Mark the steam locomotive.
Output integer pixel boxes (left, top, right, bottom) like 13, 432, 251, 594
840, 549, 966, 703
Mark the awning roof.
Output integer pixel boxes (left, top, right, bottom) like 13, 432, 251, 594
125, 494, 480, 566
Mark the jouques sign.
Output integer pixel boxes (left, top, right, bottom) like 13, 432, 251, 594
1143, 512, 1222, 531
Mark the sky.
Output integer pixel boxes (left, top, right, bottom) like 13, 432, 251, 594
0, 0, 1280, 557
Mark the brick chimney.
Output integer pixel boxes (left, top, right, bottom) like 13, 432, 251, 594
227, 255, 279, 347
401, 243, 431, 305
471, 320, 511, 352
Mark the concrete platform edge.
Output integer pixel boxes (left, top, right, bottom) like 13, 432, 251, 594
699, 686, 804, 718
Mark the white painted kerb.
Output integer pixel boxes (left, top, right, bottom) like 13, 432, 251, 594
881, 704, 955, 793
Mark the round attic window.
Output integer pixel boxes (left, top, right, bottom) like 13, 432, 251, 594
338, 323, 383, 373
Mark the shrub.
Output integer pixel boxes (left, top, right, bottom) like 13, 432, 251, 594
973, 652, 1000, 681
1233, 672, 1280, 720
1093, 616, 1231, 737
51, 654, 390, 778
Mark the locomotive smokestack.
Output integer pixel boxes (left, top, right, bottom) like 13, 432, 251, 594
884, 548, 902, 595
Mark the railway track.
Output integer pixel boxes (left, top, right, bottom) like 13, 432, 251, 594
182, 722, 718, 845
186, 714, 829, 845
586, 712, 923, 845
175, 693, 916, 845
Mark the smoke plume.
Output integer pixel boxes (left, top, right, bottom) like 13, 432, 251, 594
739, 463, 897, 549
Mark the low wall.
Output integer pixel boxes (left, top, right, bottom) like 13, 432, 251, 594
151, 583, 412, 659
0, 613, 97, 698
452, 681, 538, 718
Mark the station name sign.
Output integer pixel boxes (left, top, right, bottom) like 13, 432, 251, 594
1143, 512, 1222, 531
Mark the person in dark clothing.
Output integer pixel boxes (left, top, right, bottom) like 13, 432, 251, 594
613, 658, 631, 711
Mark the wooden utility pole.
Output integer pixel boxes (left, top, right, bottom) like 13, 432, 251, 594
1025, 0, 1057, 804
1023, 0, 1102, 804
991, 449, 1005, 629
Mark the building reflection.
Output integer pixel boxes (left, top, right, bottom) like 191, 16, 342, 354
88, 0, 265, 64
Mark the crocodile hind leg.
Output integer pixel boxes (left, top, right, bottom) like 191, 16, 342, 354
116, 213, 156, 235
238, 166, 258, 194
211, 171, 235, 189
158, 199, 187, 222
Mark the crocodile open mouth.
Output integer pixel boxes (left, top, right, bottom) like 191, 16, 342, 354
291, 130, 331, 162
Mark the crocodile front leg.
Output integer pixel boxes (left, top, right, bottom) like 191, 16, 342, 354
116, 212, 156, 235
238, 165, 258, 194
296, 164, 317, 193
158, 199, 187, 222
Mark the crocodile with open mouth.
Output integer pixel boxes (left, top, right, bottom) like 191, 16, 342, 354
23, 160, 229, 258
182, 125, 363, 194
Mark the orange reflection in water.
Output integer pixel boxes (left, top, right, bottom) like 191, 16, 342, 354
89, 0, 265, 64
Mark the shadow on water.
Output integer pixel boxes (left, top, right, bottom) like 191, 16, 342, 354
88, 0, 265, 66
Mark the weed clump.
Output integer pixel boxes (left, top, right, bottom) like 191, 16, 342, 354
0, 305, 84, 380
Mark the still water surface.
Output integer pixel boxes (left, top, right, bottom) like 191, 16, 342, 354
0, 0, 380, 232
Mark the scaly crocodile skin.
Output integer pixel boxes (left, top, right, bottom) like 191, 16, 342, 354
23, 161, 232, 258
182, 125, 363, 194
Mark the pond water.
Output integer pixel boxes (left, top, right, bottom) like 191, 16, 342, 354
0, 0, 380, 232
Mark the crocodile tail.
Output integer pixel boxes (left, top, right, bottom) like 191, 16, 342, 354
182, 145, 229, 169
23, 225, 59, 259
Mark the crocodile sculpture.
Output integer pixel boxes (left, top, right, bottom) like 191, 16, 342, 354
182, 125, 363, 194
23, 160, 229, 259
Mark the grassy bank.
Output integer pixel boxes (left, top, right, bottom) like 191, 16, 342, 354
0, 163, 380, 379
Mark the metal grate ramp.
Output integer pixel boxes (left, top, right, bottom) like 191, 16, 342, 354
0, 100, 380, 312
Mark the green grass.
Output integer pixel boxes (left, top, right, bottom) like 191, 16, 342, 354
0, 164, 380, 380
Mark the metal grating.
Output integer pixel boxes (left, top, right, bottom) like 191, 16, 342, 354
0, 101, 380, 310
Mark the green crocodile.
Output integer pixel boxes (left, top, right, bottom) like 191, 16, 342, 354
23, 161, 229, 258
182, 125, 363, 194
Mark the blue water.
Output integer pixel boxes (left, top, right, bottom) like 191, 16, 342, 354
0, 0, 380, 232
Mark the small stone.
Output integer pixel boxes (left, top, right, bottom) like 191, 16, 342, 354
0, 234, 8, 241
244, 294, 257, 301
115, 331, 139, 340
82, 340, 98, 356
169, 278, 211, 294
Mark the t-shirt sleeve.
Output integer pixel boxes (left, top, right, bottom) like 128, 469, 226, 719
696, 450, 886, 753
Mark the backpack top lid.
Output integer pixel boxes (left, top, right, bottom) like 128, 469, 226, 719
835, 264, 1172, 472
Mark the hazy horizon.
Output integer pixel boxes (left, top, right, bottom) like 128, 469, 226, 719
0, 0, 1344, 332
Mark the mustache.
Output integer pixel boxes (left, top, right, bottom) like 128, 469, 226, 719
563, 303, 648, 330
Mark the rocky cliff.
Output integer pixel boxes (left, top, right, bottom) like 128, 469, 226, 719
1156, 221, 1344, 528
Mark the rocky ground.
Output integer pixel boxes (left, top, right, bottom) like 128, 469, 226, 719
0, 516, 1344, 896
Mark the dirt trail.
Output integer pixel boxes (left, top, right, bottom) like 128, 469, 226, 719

-.-.-

Task description: Pick out every line of the entries above that contains the word "rocky", and copy each one.

Full solution:
Mark the rocky cliff.
Mark the rocky ground.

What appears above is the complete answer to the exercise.